§ DESCRIPTION OF THE TASK
Decide whether each statement agrees with the blog post below. For each, answer yes or no and quote the deciding words of the post. (a) The St. Germain Gin and Tonic calls for three parts tonic. (b) The pancake recipe is credited to a January 2010 issue of Sunset Magazine. (c) The writer used plain yogurt in the pancakes.

====== EXTRACT TO READ ======

Monday, September 20, 2010


After three days of tantrums, melt-downs, Eden throwing her little 2-year-old self on the floor, stiff as a board, and screaming, "NOO!" at everything I say (I've never had a nay-sayer before), I left my little crabby-pants in the hands of our wonderful babysitter Jaclyn (I forever love her) and went to the beach for dinner. A friend and I sat on a blanket drinking St. Germain Gin and Tonics and eating bread, cheese and salad until it was too dark to see and our noses were cold.

St. Germain Gin and Tonics mix up the summer cocktail, and add a fullness that gives it a little tinge of Fall:

1 1/2 part gin
1 part St. Germain
3 parts tonic

Mix well, garnish with lime wedge (give it a squeeze), and serve over lots of ice*

Sunday, September 19, 2010

And Breakfast, too

This weekend, I turned to Fall.
I wore boots and sweaters, looked at Halloween decorations (Silas informed me today that he wants to decorate inside and out), and made pumpkin pancakes.

I, apparently, have had this recipe for 5 years and never made it, and it turned out to be worth saving. I don't usually love heavily ginger/cinnamon/nutmeg things (like real, not big train, chai tea, good earth tea, or strong gingerbread), and despite the decent dose of spices involved, these pancakes strike a perfect flavor balance.

Pumpkin-Ginger Pancakes (with Ginger Butter)
from Sunset Magazine, January 2005

1 c flour
2 T packed brown sugar
1 t baking powder
1/2 t baking soda
1/2 t ground cinnamon
1/2 t ground ginger
1/4 t ground nutmeg
1/4 t salt
1 egg
3/4 c milk
3/4 c canned pumpkin (I misread this and used 3/4 a can -- may have been thicker, but still
1/4 c plain yogurt (I only had vanilla, also worked)

====== ENTRIES SHOWN ======

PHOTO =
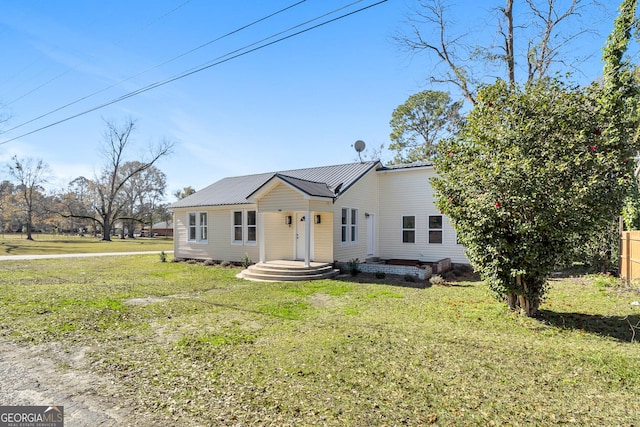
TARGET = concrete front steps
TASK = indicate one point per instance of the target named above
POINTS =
(288, 271)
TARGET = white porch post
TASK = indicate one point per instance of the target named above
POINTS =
(307, 240)
(261, 243)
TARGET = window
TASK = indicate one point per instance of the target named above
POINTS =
(349, 225)
(203, 226)
(251, 226)
(354, 225)
(198, 227)
(408, 229)
(237, 226)
(244, 227)
(435, 228)
(192, 226)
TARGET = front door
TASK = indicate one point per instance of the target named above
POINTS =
(371, 235)
(300, 235)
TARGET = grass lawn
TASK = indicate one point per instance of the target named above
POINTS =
(192, 345)
(17, 244)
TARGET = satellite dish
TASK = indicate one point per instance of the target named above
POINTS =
(359, 145)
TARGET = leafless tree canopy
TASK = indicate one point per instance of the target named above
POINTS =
(29, 175)
(547, 28)
(108, 202)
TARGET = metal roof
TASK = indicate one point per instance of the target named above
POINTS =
(319, 181)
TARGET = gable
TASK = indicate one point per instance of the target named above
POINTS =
(322, 182)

======

§ TASK SOLUTION
(a) Yes: "3 parts tonic"
(b) No: "from Sunset Magazine, January 2005"
(c) No: "I only had vanilla, also worked"